§ **WRITTEN PROBLEM**: Copy the records word for word, from the line containing "An AR overlay system needs to highlight the forest" through the line containing "xmin=166 ymin=483 xmax=284 ymax=570", both lines included. Leave the pictures out.

§ **INPUT RECORDS**:
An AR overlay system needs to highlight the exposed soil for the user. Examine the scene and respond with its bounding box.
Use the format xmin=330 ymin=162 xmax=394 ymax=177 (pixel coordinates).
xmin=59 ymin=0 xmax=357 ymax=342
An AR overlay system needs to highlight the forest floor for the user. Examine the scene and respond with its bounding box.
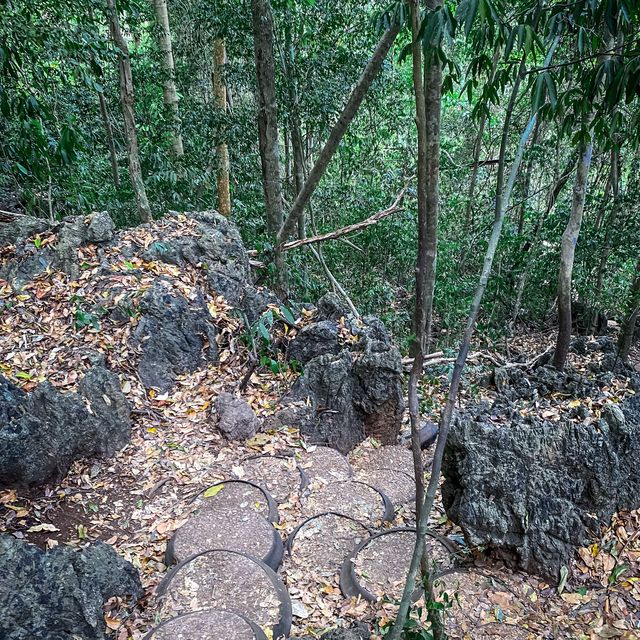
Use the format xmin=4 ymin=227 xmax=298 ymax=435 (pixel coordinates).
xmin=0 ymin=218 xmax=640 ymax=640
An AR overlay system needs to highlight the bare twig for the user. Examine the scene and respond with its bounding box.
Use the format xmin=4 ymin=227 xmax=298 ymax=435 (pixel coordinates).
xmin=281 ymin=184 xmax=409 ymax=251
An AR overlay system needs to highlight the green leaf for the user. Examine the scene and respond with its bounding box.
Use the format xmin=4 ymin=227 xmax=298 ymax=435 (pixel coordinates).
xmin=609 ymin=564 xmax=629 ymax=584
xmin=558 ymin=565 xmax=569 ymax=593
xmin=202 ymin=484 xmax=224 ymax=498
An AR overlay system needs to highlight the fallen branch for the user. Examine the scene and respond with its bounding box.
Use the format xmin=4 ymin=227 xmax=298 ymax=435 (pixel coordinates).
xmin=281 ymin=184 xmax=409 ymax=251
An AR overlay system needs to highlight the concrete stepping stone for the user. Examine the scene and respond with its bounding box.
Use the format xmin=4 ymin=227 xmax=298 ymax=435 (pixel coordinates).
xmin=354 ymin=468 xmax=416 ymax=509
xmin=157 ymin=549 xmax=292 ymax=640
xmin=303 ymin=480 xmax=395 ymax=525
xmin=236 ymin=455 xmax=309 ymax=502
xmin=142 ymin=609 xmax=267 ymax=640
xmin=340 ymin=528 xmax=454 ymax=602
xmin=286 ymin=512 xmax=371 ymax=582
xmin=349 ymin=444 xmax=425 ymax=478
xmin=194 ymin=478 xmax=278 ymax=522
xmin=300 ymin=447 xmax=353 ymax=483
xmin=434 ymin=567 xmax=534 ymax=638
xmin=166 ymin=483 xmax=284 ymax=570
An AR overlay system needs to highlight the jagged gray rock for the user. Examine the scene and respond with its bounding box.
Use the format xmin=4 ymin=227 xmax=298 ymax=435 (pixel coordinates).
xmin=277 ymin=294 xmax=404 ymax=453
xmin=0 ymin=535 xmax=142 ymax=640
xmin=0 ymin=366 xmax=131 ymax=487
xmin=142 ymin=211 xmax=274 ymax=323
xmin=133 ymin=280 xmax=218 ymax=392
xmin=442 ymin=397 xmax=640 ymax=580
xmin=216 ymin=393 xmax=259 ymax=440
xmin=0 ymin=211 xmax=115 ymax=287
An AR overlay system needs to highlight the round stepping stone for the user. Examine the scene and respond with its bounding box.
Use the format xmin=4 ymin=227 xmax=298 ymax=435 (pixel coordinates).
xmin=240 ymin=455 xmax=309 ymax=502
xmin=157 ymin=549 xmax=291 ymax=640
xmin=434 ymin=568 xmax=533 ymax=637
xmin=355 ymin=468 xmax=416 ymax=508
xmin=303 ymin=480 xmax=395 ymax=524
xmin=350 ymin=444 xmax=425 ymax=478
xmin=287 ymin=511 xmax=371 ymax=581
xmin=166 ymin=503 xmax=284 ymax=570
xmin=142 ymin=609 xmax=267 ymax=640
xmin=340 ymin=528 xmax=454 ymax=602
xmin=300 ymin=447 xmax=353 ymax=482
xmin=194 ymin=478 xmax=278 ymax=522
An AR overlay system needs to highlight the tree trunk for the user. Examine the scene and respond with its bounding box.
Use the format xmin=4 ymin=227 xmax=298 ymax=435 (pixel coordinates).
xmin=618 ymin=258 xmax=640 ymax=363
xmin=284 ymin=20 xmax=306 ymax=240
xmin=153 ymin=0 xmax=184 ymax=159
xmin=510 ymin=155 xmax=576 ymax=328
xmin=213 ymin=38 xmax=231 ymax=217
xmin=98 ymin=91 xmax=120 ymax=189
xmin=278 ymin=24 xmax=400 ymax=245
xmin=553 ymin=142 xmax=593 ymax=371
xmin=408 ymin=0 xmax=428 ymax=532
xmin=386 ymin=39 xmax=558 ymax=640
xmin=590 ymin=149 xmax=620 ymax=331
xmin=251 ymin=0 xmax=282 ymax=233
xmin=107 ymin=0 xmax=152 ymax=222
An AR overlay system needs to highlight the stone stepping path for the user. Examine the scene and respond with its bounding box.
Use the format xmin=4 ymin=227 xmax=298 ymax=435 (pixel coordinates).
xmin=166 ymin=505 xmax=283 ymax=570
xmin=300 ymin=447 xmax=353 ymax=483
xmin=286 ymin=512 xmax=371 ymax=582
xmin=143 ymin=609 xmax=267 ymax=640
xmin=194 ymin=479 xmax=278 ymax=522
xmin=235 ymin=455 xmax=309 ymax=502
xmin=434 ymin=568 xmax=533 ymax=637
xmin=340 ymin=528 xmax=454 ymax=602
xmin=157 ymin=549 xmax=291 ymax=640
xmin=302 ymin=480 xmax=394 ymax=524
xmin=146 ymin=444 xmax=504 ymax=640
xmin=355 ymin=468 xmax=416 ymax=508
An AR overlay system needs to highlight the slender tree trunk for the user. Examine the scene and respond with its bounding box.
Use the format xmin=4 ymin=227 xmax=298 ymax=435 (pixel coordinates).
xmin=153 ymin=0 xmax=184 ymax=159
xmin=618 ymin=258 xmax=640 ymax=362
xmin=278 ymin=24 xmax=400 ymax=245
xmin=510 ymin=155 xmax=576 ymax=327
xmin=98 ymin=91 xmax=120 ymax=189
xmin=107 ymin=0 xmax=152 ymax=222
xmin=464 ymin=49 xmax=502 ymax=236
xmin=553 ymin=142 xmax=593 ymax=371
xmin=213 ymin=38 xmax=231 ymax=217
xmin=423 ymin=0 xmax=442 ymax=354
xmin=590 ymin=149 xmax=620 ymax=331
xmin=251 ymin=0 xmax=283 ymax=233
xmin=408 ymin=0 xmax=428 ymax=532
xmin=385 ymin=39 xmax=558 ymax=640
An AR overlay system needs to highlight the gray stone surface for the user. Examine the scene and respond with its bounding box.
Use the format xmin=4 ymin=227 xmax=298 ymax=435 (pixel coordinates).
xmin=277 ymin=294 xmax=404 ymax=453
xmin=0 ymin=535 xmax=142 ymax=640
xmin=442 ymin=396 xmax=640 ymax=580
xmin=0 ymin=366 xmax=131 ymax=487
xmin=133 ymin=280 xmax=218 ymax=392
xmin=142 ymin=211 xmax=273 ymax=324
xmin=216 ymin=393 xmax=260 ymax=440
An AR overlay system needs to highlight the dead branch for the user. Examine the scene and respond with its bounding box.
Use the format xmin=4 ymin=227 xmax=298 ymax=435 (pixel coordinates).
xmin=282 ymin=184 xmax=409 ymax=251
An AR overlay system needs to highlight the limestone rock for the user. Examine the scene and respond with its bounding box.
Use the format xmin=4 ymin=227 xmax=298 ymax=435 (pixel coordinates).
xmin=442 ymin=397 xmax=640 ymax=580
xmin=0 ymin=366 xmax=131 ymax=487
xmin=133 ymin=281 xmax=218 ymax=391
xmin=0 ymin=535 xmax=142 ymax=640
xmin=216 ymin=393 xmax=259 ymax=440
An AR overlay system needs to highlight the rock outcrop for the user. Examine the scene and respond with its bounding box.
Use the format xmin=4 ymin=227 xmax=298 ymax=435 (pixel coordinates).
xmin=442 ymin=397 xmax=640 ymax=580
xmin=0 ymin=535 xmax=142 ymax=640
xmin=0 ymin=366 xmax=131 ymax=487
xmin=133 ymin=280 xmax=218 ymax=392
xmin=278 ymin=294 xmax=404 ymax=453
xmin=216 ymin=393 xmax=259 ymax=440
...
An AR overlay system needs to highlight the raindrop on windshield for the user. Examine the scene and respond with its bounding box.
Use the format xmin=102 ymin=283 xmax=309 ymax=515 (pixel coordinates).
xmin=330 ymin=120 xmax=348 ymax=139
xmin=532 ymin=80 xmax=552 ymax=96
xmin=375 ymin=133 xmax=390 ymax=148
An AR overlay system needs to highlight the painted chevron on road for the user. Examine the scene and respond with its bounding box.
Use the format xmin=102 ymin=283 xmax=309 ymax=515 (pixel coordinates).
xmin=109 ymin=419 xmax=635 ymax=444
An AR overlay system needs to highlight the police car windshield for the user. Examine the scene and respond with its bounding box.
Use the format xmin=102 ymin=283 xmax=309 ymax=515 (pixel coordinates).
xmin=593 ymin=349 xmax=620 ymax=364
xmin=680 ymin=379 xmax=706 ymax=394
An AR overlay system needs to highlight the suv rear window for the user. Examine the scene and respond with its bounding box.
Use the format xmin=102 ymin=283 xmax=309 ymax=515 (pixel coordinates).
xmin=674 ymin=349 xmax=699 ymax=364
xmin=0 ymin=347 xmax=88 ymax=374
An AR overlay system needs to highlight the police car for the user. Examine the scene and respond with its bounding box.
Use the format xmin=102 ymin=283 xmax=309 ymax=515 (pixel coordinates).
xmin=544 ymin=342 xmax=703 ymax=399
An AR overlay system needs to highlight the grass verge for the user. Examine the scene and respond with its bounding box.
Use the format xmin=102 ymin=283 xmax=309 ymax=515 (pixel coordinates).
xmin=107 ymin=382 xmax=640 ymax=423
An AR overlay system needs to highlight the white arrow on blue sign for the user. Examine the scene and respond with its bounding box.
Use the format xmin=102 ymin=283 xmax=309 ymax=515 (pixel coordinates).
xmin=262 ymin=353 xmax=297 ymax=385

§ **THE REPLY**:
An AR overlay system needs to highlight the forest floor for the user. Examine the scene and respond with its bounding box.
Use the format xmin=4 ymin=227 xmax=298 ymax=435 (pixel coordinates).
xmin=0 ymin=218 xmax=640 ymax=640
An AR overlay system needs to highlight the bare twig for the user. Examine the scene and respond with its bounding box.
Use the format xmin=4 ymin=227 xmax=298 ymax=435 (pixel coordinates).
xmin=281 ymin=184 xmax=409 ymax=251
An AR overlay system needs to highlight the green leaf for the user. Examine the scene and respond with its bounding box.
Use the format xmin=4 ymin=227 xmax=298 ymax=435 (pixel coordinates).
xmin=609 ymin=564 xmax=629 ymax=584
xmin=558 ymin=565 xmax=569 ymax=593
xmin=202 ymin=484 xmax=224 ymax=498
An AR overlay system needs to highlight the fallen branch for the user. Examine the scene and respond with its bounding box.
Use the format xmin=4 ymin=227 xmax=298 ymax=435 (pixel coordinates).
xmin=281 ymin=184 xmax=409 ymax=251
An AR overlay system needs to highlight the concrete stepping stone for the user. Examine the scene and respond with its bounding box.
Use the format xmin=4 ymin=227 xmax=298 ymax=435 (pixel coordinates).
xmin=354 ymin=468 xmax=416 ymax=509
xmin=157 ymin=549 xmax=292 ymax=640
xmin=303 ymin=480 xmax=395 ymax=525
xmin=236 ymin=455 xmax=309 ymax=502
xmin=142 ymin=609 xmax=267 ymax=640
xmin=340 ymin=528 xmax=454 ymax=602
xmin=286 ymin=512 xmax=371 ymax=582
xmin=349 ymin=444 xmax=425 ymax=478
xmin=194 ymin=478 xmax=278 ymax=522
xmin=300 ymin=447 xmax=353 ymax=483
xmin=434 ymin=567 xmax=534 ymax=638
xmin=166 ymin=483 xmax=284 ymax=570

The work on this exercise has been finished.